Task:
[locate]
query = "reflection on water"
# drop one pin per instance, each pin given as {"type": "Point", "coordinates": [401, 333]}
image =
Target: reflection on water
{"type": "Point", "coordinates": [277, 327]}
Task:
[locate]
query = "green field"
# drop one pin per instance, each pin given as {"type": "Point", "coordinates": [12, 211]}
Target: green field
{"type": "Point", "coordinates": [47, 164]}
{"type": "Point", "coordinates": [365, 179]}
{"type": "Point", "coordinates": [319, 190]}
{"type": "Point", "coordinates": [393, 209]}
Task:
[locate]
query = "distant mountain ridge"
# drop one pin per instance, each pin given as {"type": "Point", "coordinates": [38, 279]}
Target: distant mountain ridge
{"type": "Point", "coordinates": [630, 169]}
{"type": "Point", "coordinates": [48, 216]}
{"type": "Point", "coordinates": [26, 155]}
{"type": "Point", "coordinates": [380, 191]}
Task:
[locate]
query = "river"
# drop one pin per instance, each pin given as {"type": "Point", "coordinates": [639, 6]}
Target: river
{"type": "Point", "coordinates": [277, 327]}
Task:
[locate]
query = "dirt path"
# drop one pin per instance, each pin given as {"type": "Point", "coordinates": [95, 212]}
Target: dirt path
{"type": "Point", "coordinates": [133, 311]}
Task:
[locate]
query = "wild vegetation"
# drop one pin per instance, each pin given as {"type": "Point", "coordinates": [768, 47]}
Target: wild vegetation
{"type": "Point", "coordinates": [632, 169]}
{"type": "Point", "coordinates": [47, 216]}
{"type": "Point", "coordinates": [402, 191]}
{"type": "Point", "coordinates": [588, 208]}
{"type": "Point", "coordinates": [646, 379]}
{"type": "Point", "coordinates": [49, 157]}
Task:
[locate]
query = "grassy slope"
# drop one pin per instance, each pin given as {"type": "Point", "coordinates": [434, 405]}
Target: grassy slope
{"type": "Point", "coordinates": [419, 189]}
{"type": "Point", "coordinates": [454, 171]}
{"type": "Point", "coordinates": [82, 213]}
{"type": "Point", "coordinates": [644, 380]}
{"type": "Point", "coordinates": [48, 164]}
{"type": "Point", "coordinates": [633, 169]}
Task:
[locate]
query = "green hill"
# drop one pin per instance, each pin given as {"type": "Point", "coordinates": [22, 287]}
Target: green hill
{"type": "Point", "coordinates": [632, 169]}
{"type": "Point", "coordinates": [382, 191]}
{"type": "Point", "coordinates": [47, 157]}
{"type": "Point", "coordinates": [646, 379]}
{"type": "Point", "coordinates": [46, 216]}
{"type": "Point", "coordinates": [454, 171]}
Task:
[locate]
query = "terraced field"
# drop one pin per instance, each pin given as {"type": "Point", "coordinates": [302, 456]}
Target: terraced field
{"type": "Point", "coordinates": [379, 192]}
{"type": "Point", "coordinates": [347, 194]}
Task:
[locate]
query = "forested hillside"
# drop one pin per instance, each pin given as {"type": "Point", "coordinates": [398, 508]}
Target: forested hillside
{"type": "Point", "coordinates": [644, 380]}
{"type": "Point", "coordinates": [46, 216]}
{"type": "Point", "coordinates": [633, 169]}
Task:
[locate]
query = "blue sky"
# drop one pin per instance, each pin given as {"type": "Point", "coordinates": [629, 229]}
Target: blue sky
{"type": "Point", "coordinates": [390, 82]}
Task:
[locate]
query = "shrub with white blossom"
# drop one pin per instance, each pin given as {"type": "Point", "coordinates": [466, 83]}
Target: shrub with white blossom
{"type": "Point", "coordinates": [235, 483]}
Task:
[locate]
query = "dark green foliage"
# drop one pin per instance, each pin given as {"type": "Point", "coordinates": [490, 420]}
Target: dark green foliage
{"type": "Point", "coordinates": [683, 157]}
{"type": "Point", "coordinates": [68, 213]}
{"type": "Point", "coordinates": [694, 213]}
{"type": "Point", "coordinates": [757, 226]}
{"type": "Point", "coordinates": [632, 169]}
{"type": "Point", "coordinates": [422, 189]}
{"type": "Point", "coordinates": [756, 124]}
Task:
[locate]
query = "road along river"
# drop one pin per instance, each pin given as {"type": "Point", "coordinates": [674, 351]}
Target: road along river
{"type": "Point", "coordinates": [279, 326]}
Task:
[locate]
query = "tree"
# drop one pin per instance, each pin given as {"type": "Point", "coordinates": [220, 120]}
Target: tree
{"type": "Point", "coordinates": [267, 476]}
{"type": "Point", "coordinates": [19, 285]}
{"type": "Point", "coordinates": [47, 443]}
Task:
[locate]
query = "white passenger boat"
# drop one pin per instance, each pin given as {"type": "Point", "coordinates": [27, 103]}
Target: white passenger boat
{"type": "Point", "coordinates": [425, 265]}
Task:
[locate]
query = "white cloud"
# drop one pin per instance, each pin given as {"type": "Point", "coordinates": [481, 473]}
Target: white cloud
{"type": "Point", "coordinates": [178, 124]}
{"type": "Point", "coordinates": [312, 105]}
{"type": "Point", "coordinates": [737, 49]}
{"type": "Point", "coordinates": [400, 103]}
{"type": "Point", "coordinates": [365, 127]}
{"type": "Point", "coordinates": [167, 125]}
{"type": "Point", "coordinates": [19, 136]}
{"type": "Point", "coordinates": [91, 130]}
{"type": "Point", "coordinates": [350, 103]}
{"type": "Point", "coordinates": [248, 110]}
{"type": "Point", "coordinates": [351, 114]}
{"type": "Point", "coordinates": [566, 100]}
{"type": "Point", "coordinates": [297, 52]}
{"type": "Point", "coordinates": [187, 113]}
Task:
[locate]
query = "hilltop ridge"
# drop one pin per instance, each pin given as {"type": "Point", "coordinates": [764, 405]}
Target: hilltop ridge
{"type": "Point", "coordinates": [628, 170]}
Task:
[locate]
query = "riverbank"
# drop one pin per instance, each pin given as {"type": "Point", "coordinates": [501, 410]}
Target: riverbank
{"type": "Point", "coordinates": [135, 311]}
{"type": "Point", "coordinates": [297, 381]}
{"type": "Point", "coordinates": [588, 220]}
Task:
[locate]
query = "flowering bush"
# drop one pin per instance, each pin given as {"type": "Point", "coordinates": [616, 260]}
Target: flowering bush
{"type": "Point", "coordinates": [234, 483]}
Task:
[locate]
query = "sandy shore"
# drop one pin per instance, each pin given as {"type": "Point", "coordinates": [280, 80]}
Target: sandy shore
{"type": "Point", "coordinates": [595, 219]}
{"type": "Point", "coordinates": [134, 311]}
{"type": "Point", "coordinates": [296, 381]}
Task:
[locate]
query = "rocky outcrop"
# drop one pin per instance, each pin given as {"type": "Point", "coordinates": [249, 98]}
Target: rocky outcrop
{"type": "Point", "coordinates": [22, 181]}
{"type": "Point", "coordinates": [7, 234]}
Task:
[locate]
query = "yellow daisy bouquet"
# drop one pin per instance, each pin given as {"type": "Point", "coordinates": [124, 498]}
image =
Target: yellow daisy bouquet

§ Work item:
Go through the listing above and copy each line in which the string "daisy" is found.

§ Solution for this exercise:
query = "yellow daisy bouquet"
Target: yellow daisy bouquet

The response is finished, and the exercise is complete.